▶ SELECTED TEXT:
• • • • • • •

- Doiby Dickles as he appeared in Green Lantern #3 (March 1942). Art by Martin Nodell.

Publication information
- Publisher: DC Comics
- First appearance: All-American Comics #27 (June 1941)
- Created by: Bill Finger Irwin Hasen

In-story information
- Full name: Charles "Doiby" Dickles
- Species: Human
- Team affiliations: Old Justice
- Notable aliases: Devastatin' Doiby
- Abilities: Basic combat skills; Expertise in aviation and driving;

= Doiby Dickles =

Charles "Doiby" Dickles is a fictional character from DC Comics. He was the original sidekick for Alan Scott (the first Green Lantern), appearing in comic book stories starring that hero from 1941 to 1949. He has a prominent New York accent.

==Publication history==
The character was created by writer Bill Finger and artist Irwin Hasen. In an interview, Hasen said:

I got it from the actor, Edward Brophy, who was an Irish detective before the World War in the 1930s Warner Bros. movies. He was an overweight little taxicab driver with a little derby and a cigar, and what an unlikely assistant for a guy like the Green Lantern! It was ridiculous.

Kurt Mitchell and Roy Thomas wrote that Doiby was "the first of the comic relief sidekicks that came to define the [All-American] approach to super-heroics in the early '40s".

• • • • • • •

▶ PROBLEM 1:
Answer these questions using the Doiby Dickles article.
(a) In which comic did Doiby Dickles first appear?
(b) Which actor did Irwin Hasen name as the source for the character?
(c) Over which years did Doiby appear in stories starring Alan Scott?
▶ PROBLEM 2:
Carry the Doiby Dickles article forward from its final sentence.

▶ PROVIDED DATA:
• • • • • • •

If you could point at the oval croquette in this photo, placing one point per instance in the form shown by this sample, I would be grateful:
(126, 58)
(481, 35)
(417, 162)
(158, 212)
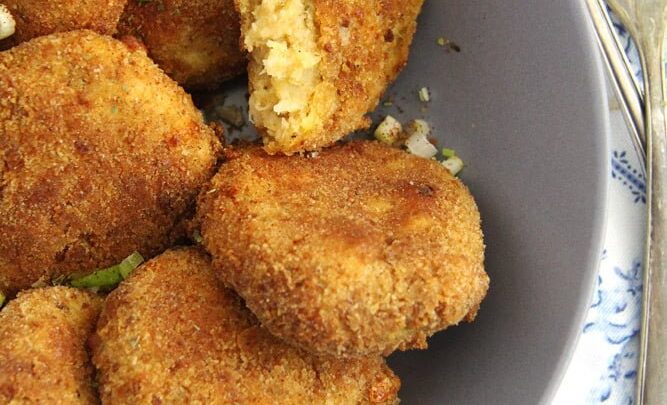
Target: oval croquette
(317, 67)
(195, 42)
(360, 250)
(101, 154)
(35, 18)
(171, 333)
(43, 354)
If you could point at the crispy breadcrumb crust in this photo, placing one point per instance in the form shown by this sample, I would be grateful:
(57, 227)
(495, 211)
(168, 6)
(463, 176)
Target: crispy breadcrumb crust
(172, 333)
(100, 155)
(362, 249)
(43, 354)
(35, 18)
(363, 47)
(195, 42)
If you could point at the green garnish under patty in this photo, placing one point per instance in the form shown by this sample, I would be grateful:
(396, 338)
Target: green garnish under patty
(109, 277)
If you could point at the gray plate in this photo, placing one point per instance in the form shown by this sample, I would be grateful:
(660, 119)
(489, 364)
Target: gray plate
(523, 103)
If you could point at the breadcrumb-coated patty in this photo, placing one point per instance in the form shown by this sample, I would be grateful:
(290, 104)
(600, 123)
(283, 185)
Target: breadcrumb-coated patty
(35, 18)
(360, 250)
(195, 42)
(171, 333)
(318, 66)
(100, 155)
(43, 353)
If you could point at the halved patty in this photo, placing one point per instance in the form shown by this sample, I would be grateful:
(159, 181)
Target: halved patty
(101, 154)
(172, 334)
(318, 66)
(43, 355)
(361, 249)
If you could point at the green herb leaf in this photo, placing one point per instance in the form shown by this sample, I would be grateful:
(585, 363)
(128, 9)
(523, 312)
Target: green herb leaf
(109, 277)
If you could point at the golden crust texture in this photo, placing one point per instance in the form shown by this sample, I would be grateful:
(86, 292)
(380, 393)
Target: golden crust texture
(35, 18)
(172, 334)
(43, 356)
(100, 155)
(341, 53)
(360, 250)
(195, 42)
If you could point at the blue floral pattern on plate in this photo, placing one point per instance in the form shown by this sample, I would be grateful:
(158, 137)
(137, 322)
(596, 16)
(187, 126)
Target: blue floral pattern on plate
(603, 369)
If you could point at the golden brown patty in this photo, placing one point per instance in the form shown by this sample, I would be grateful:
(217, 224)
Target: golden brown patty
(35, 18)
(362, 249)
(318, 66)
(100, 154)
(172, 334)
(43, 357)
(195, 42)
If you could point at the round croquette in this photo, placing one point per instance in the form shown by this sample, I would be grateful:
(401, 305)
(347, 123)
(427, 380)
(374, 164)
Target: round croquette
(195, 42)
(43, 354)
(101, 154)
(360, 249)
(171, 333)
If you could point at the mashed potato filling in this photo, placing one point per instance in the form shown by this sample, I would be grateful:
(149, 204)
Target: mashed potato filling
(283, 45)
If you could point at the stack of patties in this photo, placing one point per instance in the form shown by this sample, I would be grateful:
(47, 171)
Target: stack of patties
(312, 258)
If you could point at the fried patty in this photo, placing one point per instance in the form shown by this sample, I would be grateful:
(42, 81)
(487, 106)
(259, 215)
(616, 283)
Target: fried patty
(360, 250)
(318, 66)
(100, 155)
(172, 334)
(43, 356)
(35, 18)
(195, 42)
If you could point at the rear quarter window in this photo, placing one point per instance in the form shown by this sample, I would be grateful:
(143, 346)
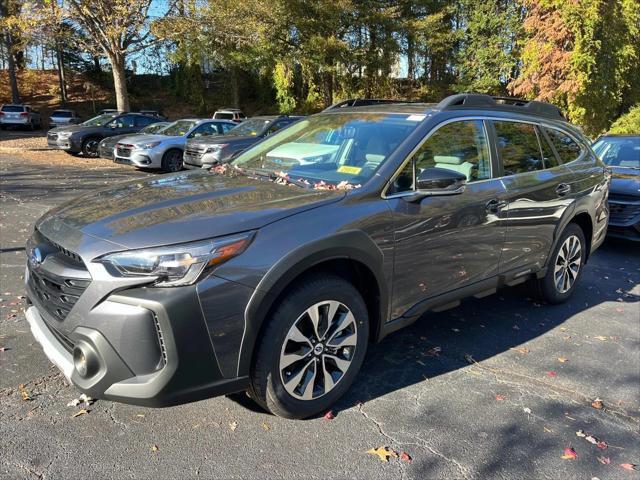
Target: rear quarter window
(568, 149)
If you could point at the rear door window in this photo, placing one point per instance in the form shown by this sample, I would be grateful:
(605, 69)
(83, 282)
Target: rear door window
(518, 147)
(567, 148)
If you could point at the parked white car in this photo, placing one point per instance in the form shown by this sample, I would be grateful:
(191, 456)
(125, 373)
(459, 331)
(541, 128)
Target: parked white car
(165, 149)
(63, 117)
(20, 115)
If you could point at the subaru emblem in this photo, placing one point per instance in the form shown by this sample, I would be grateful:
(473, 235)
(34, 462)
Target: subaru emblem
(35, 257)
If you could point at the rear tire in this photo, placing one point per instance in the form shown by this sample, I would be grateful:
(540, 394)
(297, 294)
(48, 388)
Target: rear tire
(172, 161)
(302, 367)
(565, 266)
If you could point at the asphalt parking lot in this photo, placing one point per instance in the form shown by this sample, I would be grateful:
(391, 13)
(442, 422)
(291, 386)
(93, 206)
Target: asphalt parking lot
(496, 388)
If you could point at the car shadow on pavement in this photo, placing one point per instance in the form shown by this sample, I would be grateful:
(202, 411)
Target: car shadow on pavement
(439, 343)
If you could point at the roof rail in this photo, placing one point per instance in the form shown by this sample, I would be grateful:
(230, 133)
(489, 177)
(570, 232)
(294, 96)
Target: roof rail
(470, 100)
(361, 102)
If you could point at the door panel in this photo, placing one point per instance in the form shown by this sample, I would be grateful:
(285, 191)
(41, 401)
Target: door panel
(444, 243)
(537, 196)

• • • • • • •

▶ WRITTEN ANSWER 1:
(a) All-American Comics #27 (June 1941)
(b) Edward Brophy
(c) From 1941 to 1949

▶ WRITTEN ANSWER 2:
==Fictional character biography==
===Earlier stories===
Charles "Doiby" Dickles is a taxi driver. His first adventure with Green Lantern occurs when Doiby follows Green Lantern while he was trailing a group of thugs. After Green Lantern was supposedly killed by the thugs, Doiby confronts them in a Green Lantern costume in an attempt to stop them. Soon after, the actual Green Lantern appears and, with the help of Doiby, saves the day. After that adventure, Green Lantern sent Doiby a quaint letter: "Doiby, I could use a good man like you to help me in my fight against all evil — How about it? -The Green Lantern". After that, Doiby began working with Alan Scott on a regular basis eventually learning that the Green Lantern and Alan Scott were one and the same.

Doiby and Alan later try to assist Solomon Grundy during his first appearance. It does not go well as Grundy goes on a murderous rampage and must be destroyed. He seemingly meets his end under the wheels of a train. This adventure also has a backup Hop Harrigan story, as did many of Doiby's 'All American Comics' adventures. This adventure is re-told in 2002, with a focus on another close friend of Alan Scott, newswoman Irene Miller.

Doiby and the Green Lantern had many adventures together, including taking on Nazis in the WWII era. With his thick Brooklyn accent, Doiby invariably addresses Green Lantern as "Lan'trin". As a cab driver, Doiby's slogan is "Soivice that don't make youse noivice". He refers to his cab as 'Goitrude'. Doiby often assists in battle with a skilled swing of a pipe wrench. Alan Scott later becomes the head of Gotham Broadcasting, a radio station based out of Gotham City. He brings in Doiby as his personal assistant. Doiby becomes involved with Princess Raima of Myrg, an alien who flees to Earth to escape a forced marriage to an evil man named Prince Peril. He gets his friends involved, who help rescue her but not before Doiby serves time as a court jester.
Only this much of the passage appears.